» **RECORDED INFORMATION**:

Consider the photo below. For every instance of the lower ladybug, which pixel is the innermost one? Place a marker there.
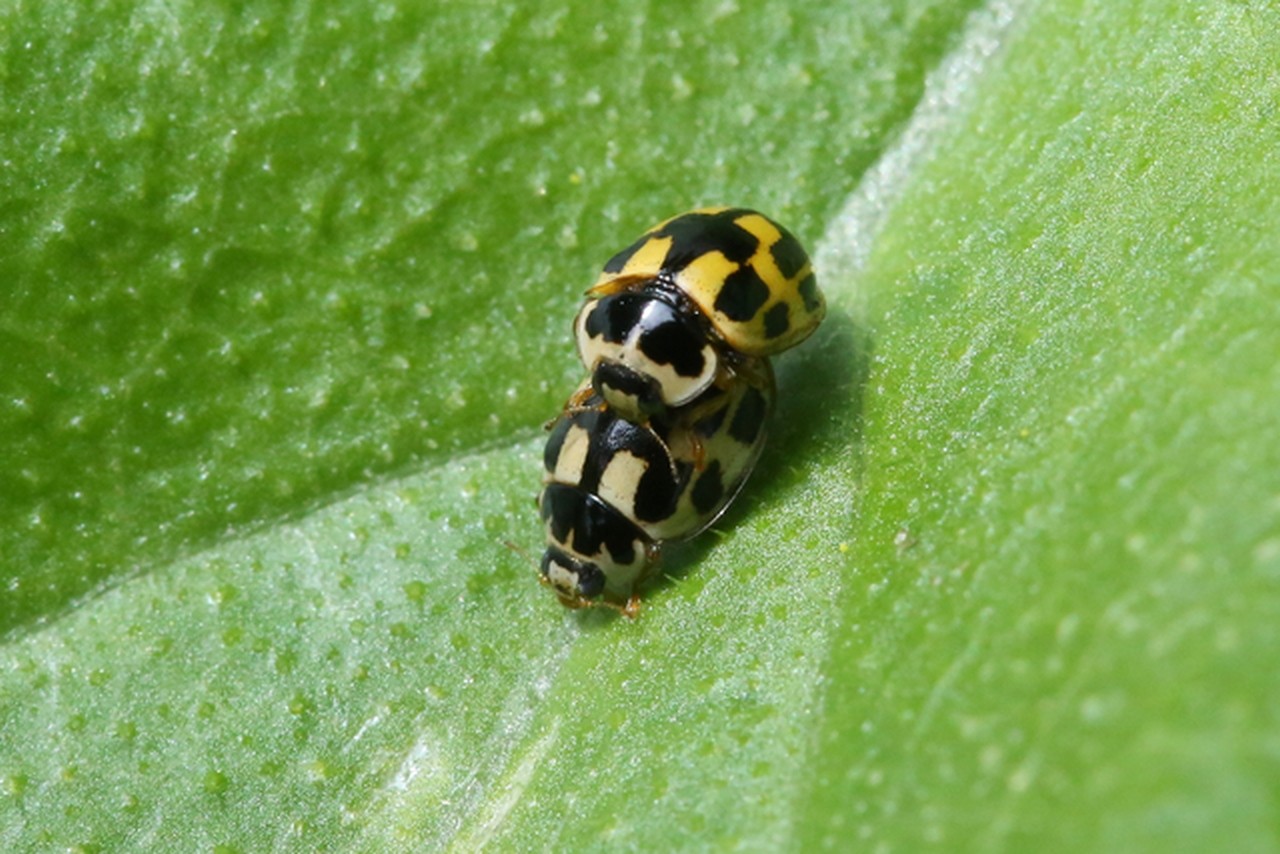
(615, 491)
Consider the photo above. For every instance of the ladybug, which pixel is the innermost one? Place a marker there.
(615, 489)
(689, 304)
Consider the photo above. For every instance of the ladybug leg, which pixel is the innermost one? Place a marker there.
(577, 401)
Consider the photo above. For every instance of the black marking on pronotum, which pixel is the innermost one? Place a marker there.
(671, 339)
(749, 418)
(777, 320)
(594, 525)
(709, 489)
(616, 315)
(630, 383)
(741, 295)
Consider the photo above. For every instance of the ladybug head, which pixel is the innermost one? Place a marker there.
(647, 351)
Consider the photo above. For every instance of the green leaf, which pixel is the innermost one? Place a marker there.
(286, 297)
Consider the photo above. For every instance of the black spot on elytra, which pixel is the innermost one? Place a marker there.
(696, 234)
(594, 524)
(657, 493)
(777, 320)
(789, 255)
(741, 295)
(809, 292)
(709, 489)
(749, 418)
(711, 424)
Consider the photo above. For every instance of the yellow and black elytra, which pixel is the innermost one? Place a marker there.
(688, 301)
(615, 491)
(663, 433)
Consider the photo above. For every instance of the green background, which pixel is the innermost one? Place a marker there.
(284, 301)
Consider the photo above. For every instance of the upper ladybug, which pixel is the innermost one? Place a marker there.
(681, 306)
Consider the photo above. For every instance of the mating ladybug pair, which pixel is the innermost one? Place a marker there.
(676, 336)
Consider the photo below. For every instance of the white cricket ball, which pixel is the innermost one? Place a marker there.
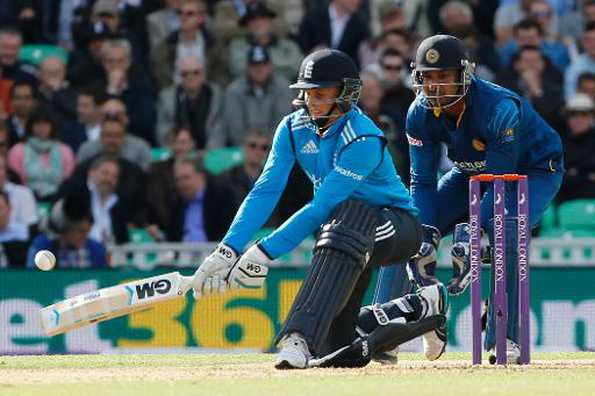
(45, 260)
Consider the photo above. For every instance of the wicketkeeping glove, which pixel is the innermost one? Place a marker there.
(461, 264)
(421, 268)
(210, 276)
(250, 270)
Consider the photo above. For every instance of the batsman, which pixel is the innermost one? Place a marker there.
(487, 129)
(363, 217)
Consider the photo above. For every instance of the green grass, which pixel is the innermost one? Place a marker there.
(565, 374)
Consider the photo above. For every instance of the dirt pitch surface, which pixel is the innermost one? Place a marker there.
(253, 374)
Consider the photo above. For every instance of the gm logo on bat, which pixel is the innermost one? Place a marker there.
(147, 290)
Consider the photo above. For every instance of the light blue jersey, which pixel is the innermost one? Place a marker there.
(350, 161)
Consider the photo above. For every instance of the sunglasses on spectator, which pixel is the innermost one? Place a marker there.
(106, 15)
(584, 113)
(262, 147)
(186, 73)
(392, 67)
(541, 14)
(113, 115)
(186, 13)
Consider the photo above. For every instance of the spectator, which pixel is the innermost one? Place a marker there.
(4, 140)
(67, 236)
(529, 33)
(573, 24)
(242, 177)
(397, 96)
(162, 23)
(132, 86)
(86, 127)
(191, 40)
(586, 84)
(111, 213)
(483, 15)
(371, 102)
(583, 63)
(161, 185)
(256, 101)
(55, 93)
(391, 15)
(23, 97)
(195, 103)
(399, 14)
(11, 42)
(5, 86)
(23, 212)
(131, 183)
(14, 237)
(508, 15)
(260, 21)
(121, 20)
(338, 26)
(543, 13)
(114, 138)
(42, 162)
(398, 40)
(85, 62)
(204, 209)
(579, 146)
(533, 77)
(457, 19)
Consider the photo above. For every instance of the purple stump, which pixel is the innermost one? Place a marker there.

» **GOAL OF THE EXERCISE**:
Retype the listing above exactly, pictures excluded.

» **TASK ANSWER**:
Consider the photo below. For every instance of the lower ladybug, which pixel is the innermost one? Place a marker there.
(615, 491)
Consider the photo above. For every instance of the ladybug, which pixel is the innermost one? Place a marker there.
(615, 489)
(689, 304)
Consider the photo above. For every instance of the ladybug leg, which pixel is the innermost one? Place a marker there.
(577, 401)
Consider the photo above. For every instance of the black marking on pronotum, which pixel is the innermost one? Place a marker there.
(671, 339)
(749, 418)
(777, 320)
(594, 525)
(709, 489)
(616, 315)
(630, 383)
(741, 295)
Consider the photo above. For every instance of the ladybug head, which pixel is the innermost one? Place a marker there.
(647, 351)
Consider the photo above. For every instance of the green leaf, which pixel is the innermost one? Place a marker there.
(286, 297)
Consider the photo above. For every instance of the black spot on elytra, which pixel is the innermost one? Place a marker there.
(696, 234)
(594, 524)
(657, 493)
(777, 320)
(789, 255)
(741, 295)
(809, 292)
(709, 489)
(749, 418)
(711, 424)
Consider the photo above. For every instance of the yellow and black elytra, which pixel is the innermost one? Place a marker there.
(688, 301)
(615, 491)
(663, 433)
Consider the photo above. For every instance of the green background, which pixel is the innermost one? Place a marker there.
(284, 301)
Consider the photo above. For every instance of the upper ladybug, which pixel is the innermost one? Place a marker there.
(681, 306)
Consider the photo above. For every instance of the mating ladybug pair, which pixel is the innermost one? Place a marker there.
(676, 336)
Consider the photo below. For every instance of the white cricket ball, which pixel is the innermost one? Place a marker there.
(45, 260)
Consider the photo above. For every instance of the wicketkeeping glove, which pixel is the innermost one? Place a marker there.
(461, 264)
(421, 268)
(210, 276)
(250, 270)
Consider the photo above. For every instance of the batsman, which pixel is the innermost one? Place a marker there.
(487, 129)
(363, 217)
Consider the photo above. For every instance of the green grass, which pixel is the innermost one? Place a marker there.
(565, 374)
Consider the photo above. For every instance of the dirt pitch surface, which pixel is the innermost one? Place a marker there.
(253, 374)
Consider the photo above. For every instance of the gm logo on bat, which pixel is the innermost one? Place a marker there.
(147, 290)
Consider the photo above. For every instance of the light blue jersey, which pixel is the innermost one? Place a marker there.
(350, 161)
Consider the photo above. For every instance of the sunglasses on spectator, which pixel is the innermost one? Place a marker there.
(106, 15)
(584, 113)
(262, 147)
(186, 73)
(392, 67)
(541, 14)
(113, 115)
(186, 13)
Consider the photo above. For every instance of the spectator, which pixel is the innermost one? Place a marker there.
(4, 140)
(67, 236)
(529, 33)
(573, 24)
(242, 177)
(397, 96)
(162, 23)
(132, 86)
(86, 127)
(191, 40)
(586, 84)
(111, 213)
(483, 15)
(371, 102)
(583, 63)
(161, 185)
(256, 101)
(55, 93)
(391, 15)
(23, 97)
(195, 103)
(399, 14)
(11, 42)
(5, 86)
(23, 212)
(131, 183)
(14, 237)
(508, 15)
(260, 21)
(121, 20)
(338, 26)
(543, 13)
(114, 138)
(42, 162)
(398, 40)
(85, 62)
(204, 209)
(579, 146)
(533, 77)
(457, 19)
Consider the photo above. For every instance of the purple stump, which pixel is the innermost one? Place a marker there.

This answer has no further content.